#### Excerpt to read
◆ ◆ ◆

Our nation is a family, inextricably linked by the DNA of our Declaration of Independence and the Constitution of this great nation. Like all families we have our triumphs and joys, our arguments and dissents.

And, like all families, we have our secrets -- those skeletons that lurk just behind a slightly ajar closet door. Skeletons that fracture.

Some wish to open the door and exorcise those skeletons, speaking their truth to how those skeletons shaped their views and place in the family. Yet others would prefer to shut the door completely and exist in a world that dismisses the troubles, the sound and fury of the uncomfortable. 

But, as any family therapist would say, all families must deal with the uncomfortable, lest dysfunction and fragmentation eclipse love and fidelity.

Last week at the Democratic National Convention, First Lady Michelle Obama made a declaration intended to honor the miraculous growth and promise of our nation. She said, “I wake up every morning in a house that was built by slaves. And I watch my daughters, two beautiful, intelligent, black young women playing with their dogs on the White House lawn.”

◆ ◆ ◆

Point localization data:
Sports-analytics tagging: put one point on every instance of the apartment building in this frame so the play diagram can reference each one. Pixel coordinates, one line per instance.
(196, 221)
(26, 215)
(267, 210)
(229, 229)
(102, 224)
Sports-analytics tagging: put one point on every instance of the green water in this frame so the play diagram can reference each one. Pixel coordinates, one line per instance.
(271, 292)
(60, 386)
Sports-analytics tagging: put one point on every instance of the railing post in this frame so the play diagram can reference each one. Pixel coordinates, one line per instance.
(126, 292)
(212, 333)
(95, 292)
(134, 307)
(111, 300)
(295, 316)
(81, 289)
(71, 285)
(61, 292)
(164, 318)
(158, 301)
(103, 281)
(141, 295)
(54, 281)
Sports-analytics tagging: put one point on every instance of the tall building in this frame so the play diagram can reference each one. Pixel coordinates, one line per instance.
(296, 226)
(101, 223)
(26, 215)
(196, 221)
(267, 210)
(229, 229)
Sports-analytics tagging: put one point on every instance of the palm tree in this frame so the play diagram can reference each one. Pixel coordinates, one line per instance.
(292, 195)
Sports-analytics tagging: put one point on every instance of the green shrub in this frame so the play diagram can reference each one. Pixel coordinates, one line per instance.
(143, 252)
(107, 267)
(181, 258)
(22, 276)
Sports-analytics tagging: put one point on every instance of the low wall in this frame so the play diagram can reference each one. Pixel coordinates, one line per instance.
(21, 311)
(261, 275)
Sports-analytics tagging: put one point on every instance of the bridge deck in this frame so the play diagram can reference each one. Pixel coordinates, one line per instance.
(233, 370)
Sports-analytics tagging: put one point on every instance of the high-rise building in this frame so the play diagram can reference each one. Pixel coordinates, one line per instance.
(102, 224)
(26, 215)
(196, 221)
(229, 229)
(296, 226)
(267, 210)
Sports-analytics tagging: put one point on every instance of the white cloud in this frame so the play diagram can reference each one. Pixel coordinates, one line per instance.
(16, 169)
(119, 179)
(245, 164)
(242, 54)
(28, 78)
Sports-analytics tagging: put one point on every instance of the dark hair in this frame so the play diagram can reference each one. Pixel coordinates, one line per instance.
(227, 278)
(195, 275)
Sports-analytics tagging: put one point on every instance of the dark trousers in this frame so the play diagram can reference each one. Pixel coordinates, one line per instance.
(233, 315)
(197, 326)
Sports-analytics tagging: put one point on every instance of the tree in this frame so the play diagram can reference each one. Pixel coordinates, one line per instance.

◆ ◆ ◆

#### Apply what you read
• a. In the text about the nation as a family, at what event did Michelle Obama make her declaration?
• b. For each statement, say whether it agrees with the text about the nation as a family: (i) The text cites a family therapist's view that all families must deal with the uncomfortable. (ii) Michelle Obama said she wakes up every morning in a house built by slaves. (iii) The text says everyone in the family would prefer to shut the closet door completely.
• c. Continue the text about the nation as a family after its final sentence.
These lines have no connection to the text about the nation as a family.

#### Responses to the tasks
• a. At the Democratic National Convention, last week.

• b.
(i) Yes: "as any family therapist would say, all families must deal with the uncomfortable"
(ii) Yes: "I wake up every morning in a house that was built by slaves."
(iii) No: "Some wish to open the door and exorcise those skeletons" and "Yet others would prefer to shut the door completely"

• c.
Her statement caused a backlash from some, questioning why she had to bring up slavery. Conservative commentator Bill O’Reilly expressed that the White House was not built only by slave labor and those slaves were well fed and housed, as though that mitigates the fact that slave labor was used to build the home of freedom and liberty.

Not talking about our skeleton – slavery or otherwise -- does not render those remnants ineffectual. No, they fester, dehumanize, and dismiss and will continue to do so until we simply devolve into a house divided.

I'm Joe Flynn, and that's my Perspective.